- **Source**:
** BEGIN **

Unpacking for Repacking

To be able to create an identical copy of a package, that was unpacked during the process, various information about the original package is required:

  1. Tool: Identification of the tool or library, such as tar, gzip or liblzma2.
  2. Version: Version of the tool.
  3. Arguments: Command line arguments or function call parameters (e.g. file name, compression level or method, header data, etc.).
  4. File Ordering: Order of files as found in the original package.
  5. File Attributes: Attributes, such as permissions, owner or timestamps.
  6. File Type: Especially for hard links and soft links, since their representation may differ on the present operating system.

File order, type and attributes are usually required to repack archives. File type and attributes can be different when unpacked (such as owner==root) and have to be recorded from the package (e.g. archive), which contained them.

To obtain this repacking information, an analysis of the original package is required. This analysis involves repacking for comparison, not only for verification. For example, to determine an unknown compression level, we can compress the uncompressed file with different compression levels and compare the results to the original package until we find an exact match. Or in cases where a tool adds varying information on each run (such as a timestamp in a header), we can identify and copy that particular data portion to patch it in when repacking.

** END **

- **Aim of the exercise**:
Transcribe the passage on unpacking for repacking word for word, from its heading through its last sentence, keeping the numbered list intact.

- **Extracted information**:

** BEGIN **

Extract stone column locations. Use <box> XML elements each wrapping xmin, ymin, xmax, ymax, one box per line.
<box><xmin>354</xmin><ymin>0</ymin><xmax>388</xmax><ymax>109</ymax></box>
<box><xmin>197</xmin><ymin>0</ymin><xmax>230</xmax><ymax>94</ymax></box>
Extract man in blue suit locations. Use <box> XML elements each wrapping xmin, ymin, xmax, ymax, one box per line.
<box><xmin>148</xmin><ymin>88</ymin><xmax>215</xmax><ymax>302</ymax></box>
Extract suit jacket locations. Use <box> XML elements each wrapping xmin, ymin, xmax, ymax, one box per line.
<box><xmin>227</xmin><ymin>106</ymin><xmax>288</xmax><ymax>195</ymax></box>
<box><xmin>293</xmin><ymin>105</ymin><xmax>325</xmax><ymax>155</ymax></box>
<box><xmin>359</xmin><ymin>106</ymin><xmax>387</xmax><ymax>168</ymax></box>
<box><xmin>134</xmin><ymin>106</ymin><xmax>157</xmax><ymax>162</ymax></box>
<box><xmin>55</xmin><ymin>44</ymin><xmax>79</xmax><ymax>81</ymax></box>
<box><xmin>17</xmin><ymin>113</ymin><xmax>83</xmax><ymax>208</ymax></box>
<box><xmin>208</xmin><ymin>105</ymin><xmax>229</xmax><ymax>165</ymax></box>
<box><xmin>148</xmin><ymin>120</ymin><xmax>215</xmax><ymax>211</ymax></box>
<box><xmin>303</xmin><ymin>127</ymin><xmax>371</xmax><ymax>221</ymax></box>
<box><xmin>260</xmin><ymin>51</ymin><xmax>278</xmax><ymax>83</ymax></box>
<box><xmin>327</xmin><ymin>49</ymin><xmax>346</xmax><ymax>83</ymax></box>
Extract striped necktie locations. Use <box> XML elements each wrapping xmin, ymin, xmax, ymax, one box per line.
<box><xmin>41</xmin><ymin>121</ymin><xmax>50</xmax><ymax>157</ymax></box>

** END **

- **Full response**:
Unpacking for Repacking

To be able to create an identical copy of a package, that was unpacked during the process, various information about the original package is required:

  1. Tool: Identification of the tool or library, such as tar, gzip or liblzma2.
  2. Version: Version of the tool.
  3. Arguments: Command line arguments or function call parameters (e.g. file name, compression level or method, header data, etc.).
  4. File Ordering: Order of files as found in the original package.
  5. File Attributes: Attributes, such as permissions, owner or timestamps.
  6. File Type: Especially for hard links and soft links, since their representation may differ on the present operating system.

File order, type and attributes are usually required to repack archives. File type and attributes can be different when unpacked (such as owner==root) and have to be recorded from the package (e.g. archive), which contained them.

To obtain this repacking information, an analysis of the original package is required. This analysis involves repacking for comparison, not only for verification. For example, to determine an unknown compression level, we can compress the uncompressed file with different compression levels and compare the results to the original package until we find an exact match. Or in cases where a tool adds varying information on each run (such as a timestamp in a header), we can identify and copy that particular data portion to patch it in when repacking.